**Material supplied:**
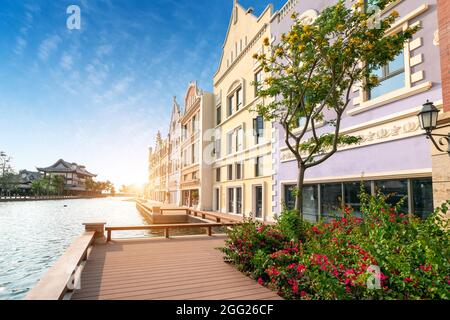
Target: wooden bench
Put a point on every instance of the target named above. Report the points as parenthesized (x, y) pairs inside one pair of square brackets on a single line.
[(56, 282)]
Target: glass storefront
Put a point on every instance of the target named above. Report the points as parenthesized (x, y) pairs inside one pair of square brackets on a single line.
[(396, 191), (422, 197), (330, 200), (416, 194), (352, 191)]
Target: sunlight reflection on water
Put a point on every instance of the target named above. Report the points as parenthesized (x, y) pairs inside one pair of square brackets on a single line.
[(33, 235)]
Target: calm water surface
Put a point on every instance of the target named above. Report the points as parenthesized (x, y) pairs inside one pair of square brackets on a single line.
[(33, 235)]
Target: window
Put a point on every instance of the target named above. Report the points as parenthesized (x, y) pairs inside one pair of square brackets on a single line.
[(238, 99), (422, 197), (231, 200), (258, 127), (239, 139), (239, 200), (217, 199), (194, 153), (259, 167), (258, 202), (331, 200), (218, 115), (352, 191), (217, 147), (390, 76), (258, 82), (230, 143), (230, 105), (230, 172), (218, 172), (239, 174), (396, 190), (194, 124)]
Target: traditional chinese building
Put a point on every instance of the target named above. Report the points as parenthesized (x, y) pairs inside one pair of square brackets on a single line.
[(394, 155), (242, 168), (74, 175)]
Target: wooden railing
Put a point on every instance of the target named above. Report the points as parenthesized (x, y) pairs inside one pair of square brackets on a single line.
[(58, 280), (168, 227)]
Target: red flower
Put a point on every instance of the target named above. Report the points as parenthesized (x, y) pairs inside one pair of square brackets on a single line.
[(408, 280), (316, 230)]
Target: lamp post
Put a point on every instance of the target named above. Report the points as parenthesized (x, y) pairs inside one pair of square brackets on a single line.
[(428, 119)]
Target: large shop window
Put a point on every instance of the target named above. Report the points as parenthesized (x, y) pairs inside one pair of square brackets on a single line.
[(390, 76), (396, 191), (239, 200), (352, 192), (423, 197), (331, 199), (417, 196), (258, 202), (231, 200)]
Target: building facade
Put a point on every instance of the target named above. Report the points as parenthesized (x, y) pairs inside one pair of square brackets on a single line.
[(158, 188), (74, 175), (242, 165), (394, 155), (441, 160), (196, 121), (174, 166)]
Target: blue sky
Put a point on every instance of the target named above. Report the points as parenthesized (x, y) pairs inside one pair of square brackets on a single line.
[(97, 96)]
* * *
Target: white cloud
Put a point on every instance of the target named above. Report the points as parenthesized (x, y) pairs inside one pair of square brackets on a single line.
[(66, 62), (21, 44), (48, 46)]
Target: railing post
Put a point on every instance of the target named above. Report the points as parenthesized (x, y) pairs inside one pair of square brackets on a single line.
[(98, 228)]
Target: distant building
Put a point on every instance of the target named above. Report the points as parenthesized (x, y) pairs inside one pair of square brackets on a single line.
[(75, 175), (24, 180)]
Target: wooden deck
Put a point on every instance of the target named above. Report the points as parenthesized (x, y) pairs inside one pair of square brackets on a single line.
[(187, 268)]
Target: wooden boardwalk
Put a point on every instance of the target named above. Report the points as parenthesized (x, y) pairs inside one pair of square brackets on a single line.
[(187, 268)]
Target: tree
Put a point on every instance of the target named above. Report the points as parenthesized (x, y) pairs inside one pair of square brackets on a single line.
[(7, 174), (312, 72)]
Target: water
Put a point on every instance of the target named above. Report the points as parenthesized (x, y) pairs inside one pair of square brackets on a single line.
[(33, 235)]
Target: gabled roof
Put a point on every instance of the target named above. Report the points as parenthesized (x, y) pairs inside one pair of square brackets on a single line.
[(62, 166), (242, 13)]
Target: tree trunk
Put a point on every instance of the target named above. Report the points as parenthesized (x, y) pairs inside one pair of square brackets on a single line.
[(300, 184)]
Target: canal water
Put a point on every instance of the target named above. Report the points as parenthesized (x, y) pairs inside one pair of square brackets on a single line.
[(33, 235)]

**About this exercise:** Return only the stretch of the material above from the line holding "Target: wooden bench" through the line holding "Target: calm water surface", copied exactly.

**Output below:**
Target: wooden bench
Put a point on every instance of the target named above. Report the points as parenthesized (x, y) pairs inside one pair of square brackets on a single line.
[(56, 282)]
Target: glass storefront
Put a point on every instance of the target named above. Report the points as parenthesized (x, y) pairs inside one pair of square brackets on a single line.
[(396, 191), (422, 197), (330, 200), (416, 194), (352, 191)]
Target: sunlight reflection on water
Put a point on every instance of the target named above. Report the points as parenthesized (x, y) pairs inside one pair of square brackets on a single line.
[(33, 235)]
Target: calm water surface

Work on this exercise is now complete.